▶ [Try it]:
Answer these questions from the comment thread below, numbering your answers to match.
1. How long is Eva Vlaardingerbroek's documentary, and in which country are the people it shows living on the streets?
2. Who is credited with saying "in the long run, we are all dead"?
3. How many participants were enrolled in the study as the final sample?

It’s the kind of garbage collectivists lap up while searching for policies to solve social problems. We’re all, not just the homeless, like little lab rats on which they can act upon to “make the world a better place”.
This is similar to the Universal Basic Income which is another fraud. Hand every person £1K per month on top of the welfare system which sets a minimum level of income. Ridiculous. If you are homeless you cannot be handed cash. You need to repair many other issues first. The Welfare state is broke and broken. Enough already.
UBI would actually be better than the current welfare system. No means test, no discrimination, no perverse incentives.
There are big differences in why people might be homeless (or appear to be). Complex mental or physical health issues make some people unsuitable to ‘normal living’. Given social housing or sheltered accommodation and these people will still find their way back on the streets. Similarly there are the drug addicts and alcoholics that exhibit severe anti-social behavioral traits that money alone wont fix. Then there are the ‘professional’ beggars, there are also those exploited by criminal gangs in what is known as modern slavery.
Only anecdotally, but in a country like the UK with it’s generous welfare system and councils having a statuary responsibility to house anyone – I cant think of any reason why a person could be on the streets for lack of money. The first time in my life I saw real, genuine hardship was on a stag-do in Eastern Europe and ironically also in the supposedly wealthy USA.
FYI, you can watch Eva Vlaardingerbroek’s new (35min) documentary about the sorts of people living on the streets across Germany here. You will not be in a rush to visit after watching this. She speaks German too, clever lass. I can’t see how major cities in the UK would differ much from this tbh. Worth watching.
https://twitter.com/EvaVlaar/status/1703157698219458989
The study may not have been perfect, but Occam’s Razor would say that giving them unconditional cash DOES make them better off on balance, at least at the margin. I know conservatives don’t like the idea of “something for nothing” (unless they themselves benefit directly from it, and not “those people”) and think that everything must have more strings attached than a spider’s web (often conflating the normative with the descriptive), but come on now. Behind such opposition, I detect “the bony, blue-fingered hand of Puritanism” that is causing such cognitive dissonance.
Well this conservative doesn’t like the idea of giving his money away. Occam’s razor would suggest to me that in the long run, giving people money without giving them other help does more harm than good.
1) No one in favor of it, including the authors, is saying they should be denied other help. That is a straw man, as we can walk and chew gum at the same time. 2) The money can simply be created, like all money is when you really look at it, so you don’t have to “give away” your own money if that bothers you. 3) And finally, as the late, great John Maynard Keynes famously said long ago, “in the long run, we are all dead”.
(Mic drop)
“2) The money can simply be created, like all money is when you really look at it, so you don’t have to “give away” your own money if that bothers you”
I don’t have the ability to create money, so giving mine away does bother me. Money can be created with a printing press, value can only be created through work.
This study has already been savaged in the Canadian and other media.
One was the pre-screening – everyone with addiction or mental issues were excluded. Only shorter-term homeless were excluded.
“age 19 to 65, homeless for less than 2 y (homelessness defined as the lack of stable housing), Canadian citizen or permanent resident, and nonsevere levels of substance use (DAST-10) (21), alcohol use (AUDIT) (22), and mental health symptoms Colorado Symptom Index (CSI) (23) based on predefined thresholds”.
There were many dropouts from the study etc.
“Of the 732 participants, 229 passed all criteria (31%). Due to loss of contact with 114 participants despite our repeated attempts to reach them, we successfully enrolled 115 participants in the study as the final sample (50 cash, 65 noncash0”
There were many problems with this study.

▶ [Extracted records]:
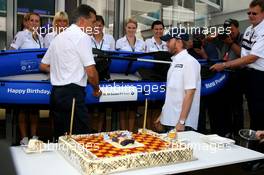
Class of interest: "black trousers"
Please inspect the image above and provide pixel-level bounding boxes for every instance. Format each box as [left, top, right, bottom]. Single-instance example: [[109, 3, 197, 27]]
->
[[227, 69, 245, 135], [244, 68, 264, 130], [50, 84, 90, 139]]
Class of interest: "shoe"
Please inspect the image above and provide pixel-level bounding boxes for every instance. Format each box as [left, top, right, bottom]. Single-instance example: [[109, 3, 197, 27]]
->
[[20, 137, 28, 146]]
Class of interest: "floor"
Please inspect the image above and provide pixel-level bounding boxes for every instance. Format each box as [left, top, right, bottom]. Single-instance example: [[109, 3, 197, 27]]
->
[[0, 113, 264, 175]]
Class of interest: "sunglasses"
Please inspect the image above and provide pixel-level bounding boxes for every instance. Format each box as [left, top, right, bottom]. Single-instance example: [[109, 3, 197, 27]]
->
[[247, 12, 257, 16]]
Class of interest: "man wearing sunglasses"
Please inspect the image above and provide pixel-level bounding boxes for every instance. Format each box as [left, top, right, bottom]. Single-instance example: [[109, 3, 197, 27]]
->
[[211, 0, 264, 130], [155, 28, 201, 132]]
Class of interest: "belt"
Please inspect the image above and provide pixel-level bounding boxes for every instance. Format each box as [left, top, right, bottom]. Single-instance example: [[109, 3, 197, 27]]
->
[[52, 83, 85, 89]]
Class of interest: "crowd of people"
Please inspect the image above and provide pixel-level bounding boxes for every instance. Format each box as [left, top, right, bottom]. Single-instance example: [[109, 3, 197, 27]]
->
[[10, 0, 264, 154]]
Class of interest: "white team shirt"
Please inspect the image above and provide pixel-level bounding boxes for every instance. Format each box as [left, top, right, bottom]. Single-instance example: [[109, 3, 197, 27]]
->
[[92, 34, 115, 51], [145, 36, 168, 52], [41, 24, 95, 87], [241, 20, 264, 71], [116, 36, 145, 52], [160, 50, 201, 129], [44, 31, 58, 48], [10, 29, 43, 49]]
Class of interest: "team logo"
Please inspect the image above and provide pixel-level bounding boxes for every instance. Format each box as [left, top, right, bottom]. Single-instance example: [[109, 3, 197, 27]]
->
[[246, 32, 250, 36], [174, 64, 183, 68]]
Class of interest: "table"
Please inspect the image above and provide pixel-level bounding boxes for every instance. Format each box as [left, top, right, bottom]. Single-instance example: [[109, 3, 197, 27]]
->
[[11, 131, 264, 175]]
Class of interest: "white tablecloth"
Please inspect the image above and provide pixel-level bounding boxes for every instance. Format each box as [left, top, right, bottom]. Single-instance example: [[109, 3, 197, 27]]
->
[[11, 131, 264, 175]]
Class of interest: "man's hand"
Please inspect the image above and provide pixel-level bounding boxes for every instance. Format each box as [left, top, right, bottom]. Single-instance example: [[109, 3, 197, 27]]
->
[[194, 47, 208, 59], [93, 89, 102, 97], [223, 35, 234, 46], [256, 131, 264, 140], [210, 63, 225, 72], [176, 123, 185, 132], [39, 63, 50, 73]]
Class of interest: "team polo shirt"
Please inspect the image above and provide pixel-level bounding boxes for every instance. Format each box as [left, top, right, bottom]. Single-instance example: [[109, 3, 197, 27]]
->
[[41, 24, 95, 87], [116, 36, 145, 52], [145, 37, 168, 52], [92, 34, 115, 51], [44, 31, 58, 48], [10, 29, 43, 49], [241, 20, 264, 71], [160, 50, 201, 129]]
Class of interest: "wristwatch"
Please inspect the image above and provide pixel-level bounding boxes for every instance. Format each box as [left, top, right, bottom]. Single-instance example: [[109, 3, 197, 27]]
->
[[179, 120, 185, 125]]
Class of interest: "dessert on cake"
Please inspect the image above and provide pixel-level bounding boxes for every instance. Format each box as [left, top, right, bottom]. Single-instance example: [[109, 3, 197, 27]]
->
[[59, 130, 193, 175]]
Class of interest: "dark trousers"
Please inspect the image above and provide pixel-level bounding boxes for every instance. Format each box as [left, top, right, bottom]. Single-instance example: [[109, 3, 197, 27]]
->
[[205, 87, 232, 136], [227, 70, 245, 135], [50, 84, 90, 139], [245, 69, 264, 130]]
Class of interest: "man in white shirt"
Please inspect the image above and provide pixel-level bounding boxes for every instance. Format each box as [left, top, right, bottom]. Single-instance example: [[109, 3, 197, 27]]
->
[[145, 20, 168, 52], [156, 28, 201, 132], [40, 5, 101, 137], [211, 0, 264, 130]]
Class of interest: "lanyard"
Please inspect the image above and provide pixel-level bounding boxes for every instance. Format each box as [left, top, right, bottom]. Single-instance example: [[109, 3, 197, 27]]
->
[[92, 39, 104, 50], [126, 36, 137, 52], [32, 34, 42, 49], [154, 42, 160, 51]]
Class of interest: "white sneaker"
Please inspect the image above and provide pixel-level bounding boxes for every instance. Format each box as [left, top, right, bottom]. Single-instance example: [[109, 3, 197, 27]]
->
[[20, 137, 28, 146]]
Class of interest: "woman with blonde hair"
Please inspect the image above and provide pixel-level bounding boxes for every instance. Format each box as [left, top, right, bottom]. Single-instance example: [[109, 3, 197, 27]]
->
[[116, 18, 145, 131], [44, 11, 69, 48]]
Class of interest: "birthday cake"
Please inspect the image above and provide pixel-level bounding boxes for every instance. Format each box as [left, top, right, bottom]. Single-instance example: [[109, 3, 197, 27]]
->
[[59, 130, 194, 175]]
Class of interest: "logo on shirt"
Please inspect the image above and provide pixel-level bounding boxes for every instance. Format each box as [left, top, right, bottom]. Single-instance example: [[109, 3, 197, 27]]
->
[[174, 64, 183, 68]]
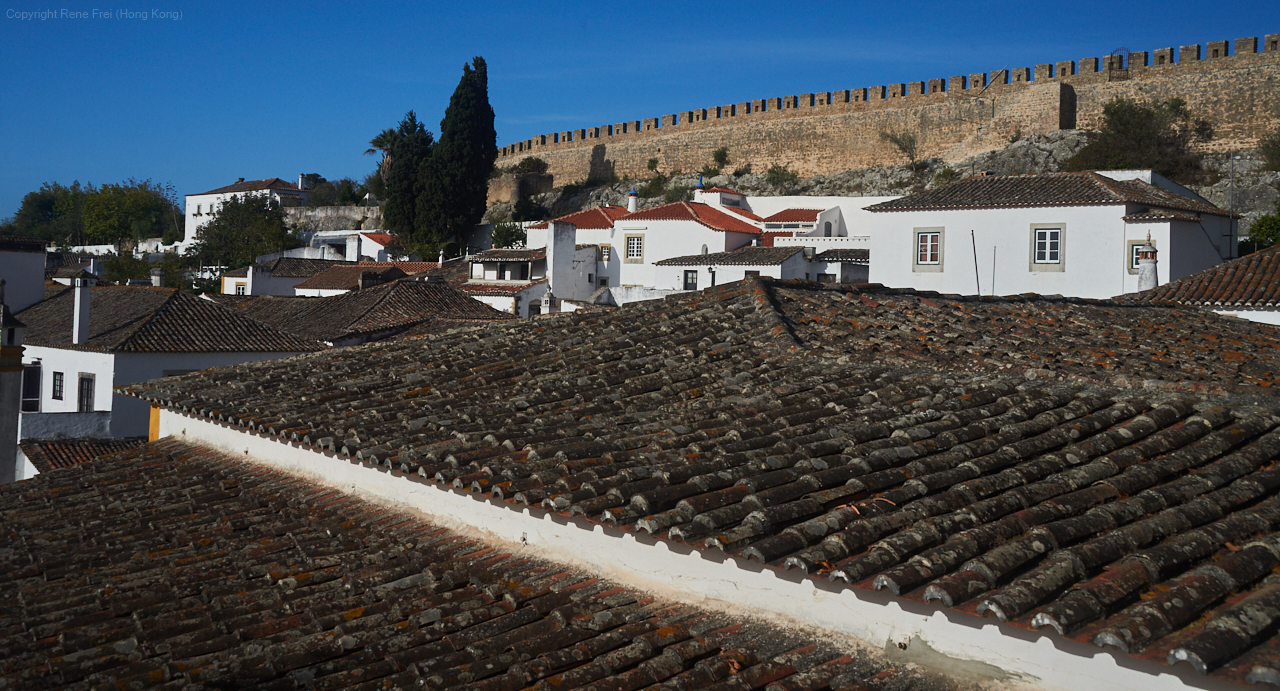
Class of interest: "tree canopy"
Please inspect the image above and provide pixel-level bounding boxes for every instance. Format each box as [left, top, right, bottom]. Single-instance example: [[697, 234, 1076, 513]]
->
[[1065, 97, 1213, 183], [188, 195, 298, 269]]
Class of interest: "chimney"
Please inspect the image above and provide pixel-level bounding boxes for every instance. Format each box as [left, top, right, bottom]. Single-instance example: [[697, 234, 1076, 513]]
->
[[547, 221, 577, 298], [72, 279, 92, 346], [1138, 233, 1160, 292]]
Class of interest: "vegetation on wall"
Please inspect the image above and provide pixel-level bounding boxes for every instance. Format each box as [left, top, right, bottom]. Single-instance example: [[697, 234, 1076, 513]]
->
[[1065, 99, 1213, 184]]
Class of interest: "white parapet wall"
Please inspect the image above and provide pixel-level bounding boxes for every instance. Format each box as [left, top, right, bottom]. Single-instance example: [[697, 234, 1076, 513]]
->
[[152, 409, 1239, 691]]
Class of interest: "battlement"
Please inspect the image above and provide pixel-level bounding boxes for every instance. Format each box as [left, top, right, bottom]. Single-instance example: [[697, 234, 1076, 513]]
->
[[498, 33, 1280, 164]]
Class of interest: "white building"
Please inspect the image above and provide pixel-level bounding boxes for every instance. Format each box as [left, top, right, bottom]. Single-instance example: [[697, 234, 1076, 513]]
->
[[868, 170, 1236, 298], [18, 280, 324, 438], [182, 178, 306, 244]]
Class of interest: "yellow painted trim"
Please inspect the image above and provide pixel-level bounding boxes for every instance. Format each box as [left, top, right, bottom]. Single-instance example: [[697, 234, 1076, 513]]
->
[[147, 406, 160, 441]]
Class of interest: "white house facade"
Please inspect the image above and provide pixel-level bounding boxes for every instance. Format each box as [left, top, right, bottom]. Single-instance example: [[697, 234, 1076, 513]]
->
[[868, 171, 1235, 298]]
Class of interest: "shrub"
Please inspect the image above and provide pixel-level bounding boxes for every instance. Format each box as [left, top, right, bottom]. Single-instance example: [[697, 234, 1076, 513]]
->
[[511, 156, 547, 175], [764, 165, 800, 187]]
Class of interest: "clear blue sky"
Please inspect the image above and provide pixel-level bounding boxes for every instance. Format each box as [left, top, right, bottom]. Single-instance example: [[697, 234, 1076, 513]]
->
[[0, 0, 1280, 218]]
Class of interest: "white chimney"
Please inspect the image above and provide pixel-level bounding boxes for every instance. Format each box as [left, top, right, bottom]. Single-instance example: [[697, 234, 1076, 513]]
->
[[1138, 233, 1160, 290], [547, 221, 579, 304], [72, 279, 92, 344]]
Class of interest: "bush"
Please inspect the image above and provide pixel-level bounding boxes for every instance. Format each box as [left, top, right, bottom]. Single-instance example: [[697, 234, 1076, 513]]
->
[[636, 175, 667, 197], [1258, 125, 1280, 170], [1065, 99, 1213, 184], [764, 165, 800, 187], [662, 184, 694, 203], [511, 156, 547, 175]]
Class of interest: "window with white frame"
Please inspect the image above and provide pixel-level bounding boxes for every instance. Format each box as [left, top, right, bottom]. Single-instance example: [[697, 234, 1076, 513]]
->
[[1032, 228, 1062, 264], [915, 232, 942, 265]]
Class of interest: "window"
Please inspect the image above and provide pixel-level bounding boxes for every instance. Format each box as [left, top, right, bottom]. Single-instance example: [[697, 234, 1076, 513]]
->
[[685, 269, 698, 290], [76, 372, 93, 412], [915, 233, 942, 264], [626, 235, 644, 264], [22, 362, 40, 412], [1032, 228, 1062, 264]]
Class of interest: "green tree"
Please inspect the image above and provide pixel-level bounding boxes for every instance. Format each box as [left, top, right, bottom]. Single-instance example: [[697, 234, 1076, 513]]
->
[[188, 195, 300, 269], [1258, 125, 1280, 170], [82, 179, 182, 248], [489, 221, 529, 250], [1065, 99, 1213, 183], [413, 56, 498, 247], [383, 110, 434, 238], [0, 180, 96, 244], [881, 132, 920, 168]]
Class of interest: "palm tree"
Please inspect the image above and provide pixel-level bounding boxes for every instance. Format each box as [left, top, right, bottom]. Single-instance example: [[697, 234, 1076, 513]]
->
[[365, 127, 401, 182]]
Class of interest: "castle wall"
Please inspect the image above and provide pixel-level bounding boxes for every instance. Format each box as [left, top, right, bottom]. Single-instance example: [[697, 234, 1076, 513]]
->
[[497, 33, 1280, 184]]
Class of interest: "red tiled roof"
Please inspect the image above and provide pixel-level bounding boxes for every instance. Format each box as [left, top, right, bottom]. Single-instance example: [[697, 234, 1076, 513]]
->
[[721, 206, 764, 221], [622, 202, 760, 235], [867, 171, 1228, 216], [529, 206, 627, 230], [356, 260, 440, 274], [188, 178, 301, 197], [764, 209, 823, 223], [1121, 244, 1280, 310], [293, 264, 408, 290], [19, 439, 147, 472], [20, 285, 324, 353], [460, 279, 547, 296]]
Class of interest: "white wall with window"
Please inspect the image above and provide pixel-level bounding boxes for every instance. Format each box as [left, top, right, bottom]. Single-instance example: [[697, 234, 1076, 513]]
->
[[868, 205, 1226, 298]]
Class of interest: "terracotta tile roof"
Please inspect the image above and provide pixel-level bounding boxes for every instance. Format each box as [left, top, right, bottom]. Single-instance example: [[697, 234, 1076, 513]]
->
[[460, 278, 547, 297], [0, 437, 954, 691], [1117, 246, 1280, 310], [622, 202, 760, 235], [764, 209, 823, 223], [471, 247, 547, 261], [228, 280, 515, 343], [0, 235, 47, 253], [721, 206, 764, 221], [293, 264, 408, 290], [654, 246, 803, 266], [813, 248, 872, 264], [529, 206, 627, 230], [20, 285, 324, 353], [357, 260, 439, 275], [867, 171, 1228, 216], [128, 279, 1280, 683], [1124, 210, 1201, 223], [188, 178, 302, 197], [18, 439, 147, 472]]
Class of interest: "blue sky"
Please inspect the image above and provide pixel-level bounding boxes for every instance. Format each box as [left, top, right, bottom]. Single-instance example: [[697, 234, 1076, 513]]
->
[[0, 0, 1280, 218]]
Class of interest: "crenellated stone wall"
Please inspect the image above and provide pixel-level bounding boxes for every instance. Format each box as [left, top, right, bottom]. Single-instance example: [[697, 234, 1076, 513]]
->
[[498, 33, 1280, 184]]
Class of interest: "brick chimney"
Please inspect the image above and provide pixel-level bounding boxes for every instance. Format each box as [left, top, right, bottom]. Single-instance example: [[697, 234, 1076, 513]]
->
[[72, 279, 93, 346]]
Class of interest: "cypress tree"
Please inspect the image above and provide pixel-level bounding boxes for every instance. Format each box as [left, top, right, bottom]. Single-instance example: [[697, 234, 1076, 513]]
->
[[419, 56, 498, 247], [383, 110, 433, 238]]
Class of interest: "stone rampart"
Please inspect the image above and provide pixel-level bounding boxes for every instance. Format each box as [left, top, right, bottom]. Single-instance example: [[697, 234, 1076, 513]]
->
[[497, 33, 1280, 184]]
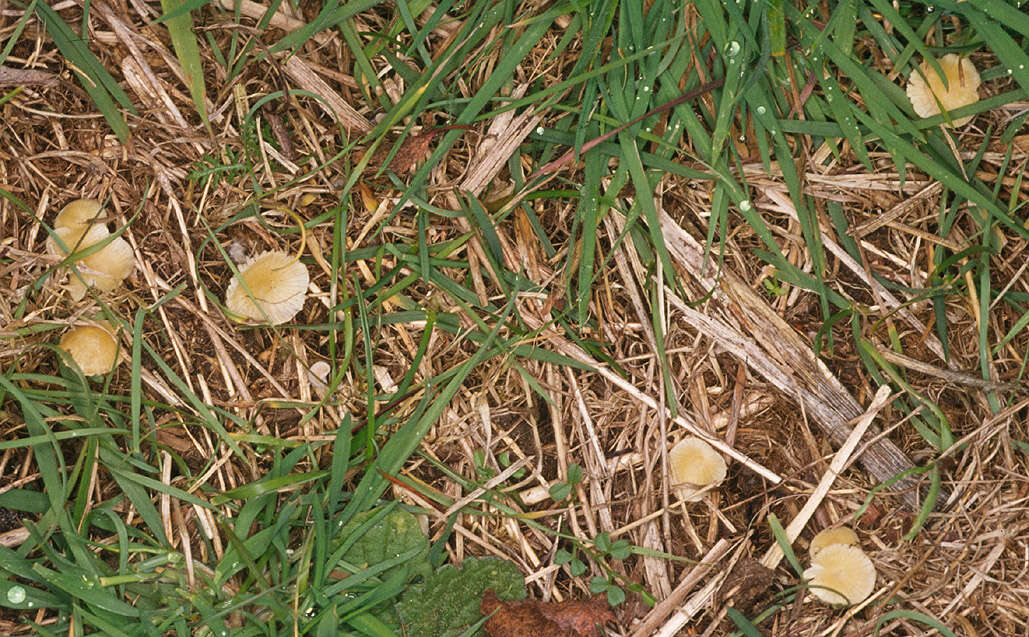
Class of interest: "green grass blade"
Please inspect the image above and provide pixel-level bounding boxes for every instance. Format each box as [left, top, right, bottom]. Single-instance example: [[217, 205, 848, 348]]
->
[[161, 0, 208, 135]]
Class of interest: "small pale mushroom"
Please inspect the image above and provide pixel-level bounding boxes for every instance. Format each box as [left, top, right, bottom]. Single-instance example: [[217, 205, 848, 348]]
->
[[308, 360, 332, 398], [908, 54, 981, 127], [668, 436, 728, 502], [804, 544, 876, 604], [58, 321, 118, 376], [46, 199, 136, 300], [225, 250, 311, 325], [808, 527, 857, 557]]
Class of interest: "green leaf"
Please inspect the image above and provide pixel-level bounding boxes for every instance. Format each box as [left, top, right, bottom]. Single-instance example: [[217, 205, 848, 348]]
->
[[340, 508, 430, 578], [36, 2, 136, 143], [161, 0, 208, 135], [396, 558, 526, 637]]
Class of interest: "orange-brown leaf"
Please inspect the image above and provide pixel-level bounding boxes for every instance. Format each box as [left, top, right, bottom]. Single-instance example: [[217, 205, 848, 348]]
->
[[478, 591, 617, 637]]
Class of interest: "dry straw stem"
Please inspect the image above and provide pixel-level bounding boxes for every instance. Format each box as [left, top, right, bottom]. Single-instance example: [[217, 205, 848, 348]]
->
[[761, 385, 891, 569], [632, 538, 733, 637], [661, 207, 919, 508], [523, 314, 782, 485]]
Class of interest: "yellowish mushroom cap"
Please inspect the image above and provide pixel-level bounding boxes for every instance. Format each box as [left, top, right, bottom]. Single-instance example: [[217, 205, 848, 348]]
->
[[46, 225, 136, 300], [58, 323, 118, 376], [908, 54, 981, 127], [668, 436, 728, 502], [54, 199, 100, 232], [804, 544, 876, 604], [808, 527, 857, 557], [225, 250, 311, 325]]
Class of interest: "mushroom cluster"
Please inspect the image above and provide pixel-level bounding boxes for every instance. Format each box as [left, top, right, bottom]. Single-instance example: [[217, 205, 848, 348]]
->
[[46, 199, 135, 300], [804, 527, 876, 604], [908, 54, 981, 127], [668, 436, 728, 502]]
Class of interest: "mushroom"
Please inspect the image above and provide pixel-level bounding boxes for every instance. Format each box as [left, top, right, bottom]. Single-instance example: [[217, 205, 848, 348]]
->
[[804, 544, 876, 604], [225, 250, 311, 325], [308, 360, 332, 398], [668, 436, 728, 502], [808, 527, 857, 557], [54, 199, 101, 234], [58, 321, 118, 376], [908, 54, 981, 127], [46, 199, 135, 300]]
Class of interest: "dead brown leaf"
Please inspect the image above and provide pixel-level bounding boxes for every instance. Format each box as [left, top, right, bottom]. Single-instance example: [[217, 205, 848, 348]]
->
[[478, 590, 617, 637]]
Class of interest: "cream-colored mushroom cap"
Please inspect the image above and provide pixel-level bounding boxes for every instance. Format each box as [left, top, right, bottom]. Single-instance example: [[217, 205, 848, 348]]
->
[[668, 436, 728, 502], [808, 527, 857, 557], [54, 199, 100, 231], [58, 323, 118, 376], [804, 544, 876, 604], [225, 250, 311, 325], [908, 54, 981, 127], [46, 225, 136, 300]]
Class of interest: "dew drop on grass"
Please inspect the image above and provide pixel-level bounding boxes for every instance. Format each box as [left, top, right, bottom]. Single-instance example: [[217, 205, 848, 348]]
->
[[7, 587, 25, 604]]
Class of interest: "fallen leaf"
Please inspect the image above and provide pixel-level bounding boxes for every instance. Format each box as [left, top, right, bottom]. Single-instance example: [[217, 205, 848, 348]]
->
[[478, 590, 617, 637]]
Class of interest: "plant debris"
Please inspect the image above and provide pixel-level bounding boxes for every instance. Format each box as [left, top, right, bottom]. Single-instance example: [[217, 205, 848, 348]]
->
[[478, 589, 617, 637]]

▶ [Response for this exercise]:
1. It is 35 minutes long and shows people living on the streets across Germany.
2. John Maynard Keynes.
3. 115 participants (50 cash, 65 noncash).